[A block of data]
################

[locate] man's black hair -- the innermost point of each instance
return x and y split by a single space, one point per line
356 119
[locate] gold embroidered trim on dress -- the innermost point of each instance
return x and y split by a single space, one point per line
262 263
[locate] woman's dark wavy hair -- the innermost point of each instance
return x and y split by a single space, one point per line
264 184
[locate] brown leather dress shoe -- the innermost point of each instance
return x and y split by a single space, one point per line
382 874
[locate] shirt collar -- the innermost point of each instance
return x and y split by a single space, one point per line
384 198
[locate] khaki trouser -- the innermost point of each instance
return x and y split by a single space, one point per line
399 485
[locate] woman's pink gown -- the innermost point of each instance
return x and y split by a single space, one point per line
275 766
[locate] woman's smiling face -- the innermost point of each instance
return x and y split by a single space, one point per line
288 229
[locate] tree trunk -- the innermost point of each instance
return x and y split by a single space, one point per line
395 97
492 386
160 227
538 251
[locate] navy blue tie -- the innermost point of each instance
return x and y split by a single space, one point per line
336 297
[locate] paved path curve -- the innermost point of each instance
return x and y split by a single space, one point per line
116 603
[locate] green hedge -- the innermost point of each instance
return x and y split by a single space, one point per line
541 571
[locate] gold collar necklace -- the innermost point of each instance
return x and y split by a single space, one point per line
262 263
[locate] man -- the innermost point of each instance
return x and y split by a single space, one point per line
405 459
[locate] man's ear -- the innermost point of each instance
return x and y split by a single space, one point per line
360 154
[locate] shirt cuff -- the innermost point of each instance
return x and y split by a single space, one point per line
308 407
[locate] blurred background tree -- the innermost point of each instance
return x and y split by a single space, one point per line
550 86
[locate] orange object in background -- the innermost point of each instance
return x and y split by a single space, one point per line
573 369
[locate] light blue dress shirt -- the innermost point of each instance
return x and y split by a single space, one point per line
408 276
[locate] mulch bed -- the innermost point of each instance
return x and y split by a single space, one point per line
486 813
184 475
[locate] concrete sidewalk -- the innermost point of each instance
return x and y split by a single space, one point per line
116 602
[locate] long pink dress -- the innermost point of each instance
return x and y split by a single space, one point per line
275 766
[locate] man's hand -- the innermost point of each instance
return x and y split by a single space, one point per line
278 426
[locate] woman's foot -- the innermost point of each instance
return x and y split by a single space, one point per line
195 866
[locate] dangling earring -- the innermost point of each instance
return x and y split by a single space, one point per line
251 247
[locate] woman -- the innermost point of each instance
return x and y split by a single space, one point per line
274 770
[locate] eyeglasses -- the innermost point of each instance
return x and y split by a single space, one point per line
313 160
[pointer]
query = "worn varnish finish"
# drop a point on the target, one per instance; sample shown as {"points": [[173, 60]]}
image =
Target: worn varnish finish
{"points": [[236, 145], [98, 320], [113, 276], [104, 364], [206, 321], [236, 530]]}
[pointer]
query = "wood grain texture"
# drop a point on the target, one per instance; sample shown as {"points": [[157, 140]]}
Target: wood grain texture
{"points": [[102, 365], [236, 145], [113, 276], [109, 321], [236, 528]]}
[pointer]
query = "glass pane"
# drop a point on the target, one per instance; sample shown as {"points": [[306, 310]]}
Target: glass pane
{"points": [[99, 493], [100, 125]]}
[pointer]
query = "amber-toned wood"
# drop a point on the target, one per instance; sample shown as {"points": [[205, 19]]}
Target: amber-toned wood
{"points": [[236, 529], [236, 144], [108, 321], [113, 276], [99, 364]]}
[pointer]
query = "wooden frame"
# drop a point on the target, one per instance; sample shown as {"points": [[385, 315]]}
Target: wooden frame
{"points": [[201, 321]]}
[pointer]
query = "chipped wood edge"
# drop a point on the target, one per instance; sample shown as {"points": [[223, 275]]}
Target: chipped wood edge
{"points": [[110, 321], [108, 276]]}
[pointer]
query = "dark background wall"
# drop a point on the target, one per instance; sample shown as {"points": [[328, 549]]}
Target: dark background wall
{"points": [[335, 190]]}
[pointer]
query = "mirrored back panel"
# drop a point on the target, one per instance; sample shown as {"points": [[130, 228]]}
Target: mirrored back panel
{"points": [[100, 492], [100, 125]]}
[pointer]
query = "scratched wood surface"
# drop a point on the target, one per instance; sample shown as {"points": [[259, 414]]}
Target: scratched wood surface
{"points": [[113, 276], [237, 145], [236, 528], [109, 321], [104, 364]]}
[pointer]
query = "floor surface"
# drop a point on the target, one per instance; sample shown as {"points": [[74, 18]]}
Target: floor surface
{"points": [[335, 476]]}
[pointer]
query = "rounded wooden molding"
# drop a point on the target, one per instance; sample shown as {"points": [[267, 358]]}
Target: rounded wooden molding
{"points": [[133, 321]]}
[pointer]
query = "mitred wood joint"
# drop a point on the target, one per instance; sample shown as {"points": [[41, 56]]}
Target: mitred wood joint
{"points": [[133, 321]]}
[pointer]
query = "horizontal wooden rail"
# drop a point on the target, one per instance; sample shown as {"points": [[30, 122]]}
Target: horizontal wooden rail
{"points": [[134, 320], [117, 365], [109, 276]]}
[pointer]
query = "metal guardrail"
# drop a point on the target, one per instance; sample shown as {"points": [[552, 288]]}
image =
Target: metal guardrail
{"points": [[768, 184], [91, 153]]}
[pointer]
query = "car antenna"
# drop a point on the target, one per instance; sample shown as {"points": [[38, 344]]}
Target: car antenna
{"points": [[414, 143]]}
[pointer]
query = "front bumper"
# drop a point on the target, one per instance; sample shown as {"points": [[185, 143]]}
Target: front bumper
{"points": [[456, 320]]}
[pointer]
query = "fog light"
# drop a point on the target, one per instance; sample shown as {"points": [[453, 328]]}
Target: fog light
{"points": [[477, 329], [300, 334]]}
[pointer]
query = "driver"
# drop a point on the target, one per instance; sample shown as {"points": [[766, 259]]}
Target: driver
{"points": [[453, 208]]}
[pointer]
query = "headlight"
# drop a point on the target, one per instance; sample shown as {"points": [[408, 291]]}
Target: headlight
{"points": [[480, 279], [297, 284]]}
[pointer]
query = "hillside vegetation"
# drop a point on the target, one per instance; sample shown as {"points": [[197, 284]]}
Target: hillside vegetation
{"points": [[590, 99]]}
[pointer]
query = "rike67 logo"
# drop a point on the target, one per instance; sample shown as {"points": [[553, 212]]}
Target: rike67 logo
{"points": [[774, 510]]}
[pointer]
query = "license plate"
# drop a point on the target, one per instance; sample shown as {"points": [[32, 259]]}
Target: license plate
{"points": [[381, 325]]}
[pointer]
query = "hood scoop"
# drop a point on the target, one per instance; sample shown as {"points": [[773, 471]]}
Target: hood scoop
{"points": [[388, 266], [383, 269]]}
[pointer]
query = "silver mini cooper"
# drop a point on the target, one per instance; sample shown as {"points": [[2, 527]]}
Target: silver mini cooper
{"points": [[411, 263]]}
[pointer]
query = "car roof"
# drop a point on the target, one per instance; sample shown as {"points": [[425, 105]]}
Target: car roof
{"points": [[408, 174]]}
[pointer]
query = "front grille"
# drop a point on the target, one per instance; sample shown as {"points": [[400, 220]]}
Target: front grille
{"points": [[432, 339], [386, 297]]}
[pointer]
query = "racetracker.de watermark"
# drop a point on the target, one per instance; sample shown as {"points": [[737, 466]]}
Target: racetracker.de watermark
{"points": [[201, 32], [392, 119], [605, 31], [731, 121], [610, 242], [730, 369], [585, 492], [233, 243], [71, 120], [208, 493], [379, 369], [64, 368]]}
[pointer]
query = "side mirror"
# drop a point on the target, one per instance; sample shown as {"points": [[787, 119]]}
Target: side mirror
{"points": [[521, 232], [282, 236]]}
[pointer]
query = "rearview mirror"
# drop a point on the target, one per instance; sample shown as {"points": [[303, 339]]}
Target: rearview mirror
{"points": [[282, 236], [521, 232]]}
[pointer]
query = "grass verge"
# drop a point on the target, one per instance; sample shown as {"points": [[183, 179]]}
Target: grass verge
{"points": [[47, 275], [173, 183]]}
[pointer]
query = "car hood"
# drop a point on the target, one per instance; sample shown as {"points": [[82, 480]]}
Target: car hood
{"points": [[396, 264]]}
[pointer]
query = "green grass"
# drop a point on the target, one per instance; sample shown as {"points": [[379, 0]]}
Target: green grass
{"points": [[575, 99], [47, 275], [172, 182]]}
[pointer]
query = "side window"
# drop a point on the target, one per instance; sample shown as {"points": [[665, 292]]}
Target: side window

################

[Exercise task]
Report every line in the records above that contains the string "amber". Case counts.

[Full answer]
query = "amber-toned wood"
Target: amber-toned wood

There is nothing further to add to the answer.